====== Task material ======

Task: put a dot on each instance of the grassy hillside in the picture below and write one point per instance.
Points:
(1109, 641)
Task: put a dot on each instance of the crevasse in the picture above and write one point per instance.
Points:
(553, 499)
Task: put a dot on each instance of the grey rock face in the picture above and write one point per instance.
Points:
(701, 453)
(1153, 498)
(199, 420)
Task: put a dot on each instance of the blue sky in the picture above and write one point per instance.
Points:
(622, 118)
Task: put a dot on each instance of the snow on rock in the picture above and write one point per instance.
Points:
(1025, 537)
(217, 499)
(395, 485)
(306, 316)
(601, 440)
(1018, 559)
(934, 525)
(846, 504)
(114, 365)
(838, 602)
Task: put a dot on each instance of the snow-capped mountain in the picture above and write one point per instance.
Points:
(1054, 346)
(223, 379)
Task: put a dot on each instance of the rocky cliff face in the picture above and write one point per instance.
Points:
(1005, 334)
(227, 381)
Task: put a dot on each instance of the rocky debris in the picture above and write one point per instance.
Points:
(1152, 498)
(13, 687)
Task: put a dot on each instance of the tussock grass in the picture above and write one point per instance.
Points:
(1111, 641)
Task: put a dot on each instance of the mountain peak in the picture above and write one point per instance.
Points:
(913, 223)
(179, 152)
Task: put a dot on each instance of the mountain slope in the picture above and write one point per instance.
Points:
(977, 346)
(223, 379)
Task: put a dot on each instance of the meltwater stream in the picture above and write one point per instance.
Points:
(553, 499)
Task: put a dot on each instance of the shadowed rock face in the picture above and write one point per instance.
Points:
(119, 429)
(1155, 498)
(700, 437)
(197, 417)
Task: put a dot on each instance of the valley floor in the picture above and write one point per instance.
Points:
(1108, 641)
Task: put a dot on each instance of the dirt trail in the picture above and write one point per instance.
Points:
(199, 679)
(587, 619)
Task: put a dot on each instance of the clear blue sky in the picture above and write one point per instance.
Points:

======

Exercise
Filter the data for the string "blue" and copy every line that has it.

Task response
Task: put a dot on each instance of the blue sky in the picture above and write one point per instance.
Task: put a dot on each instance of the clear blue sky in the picture above and write one point per instance.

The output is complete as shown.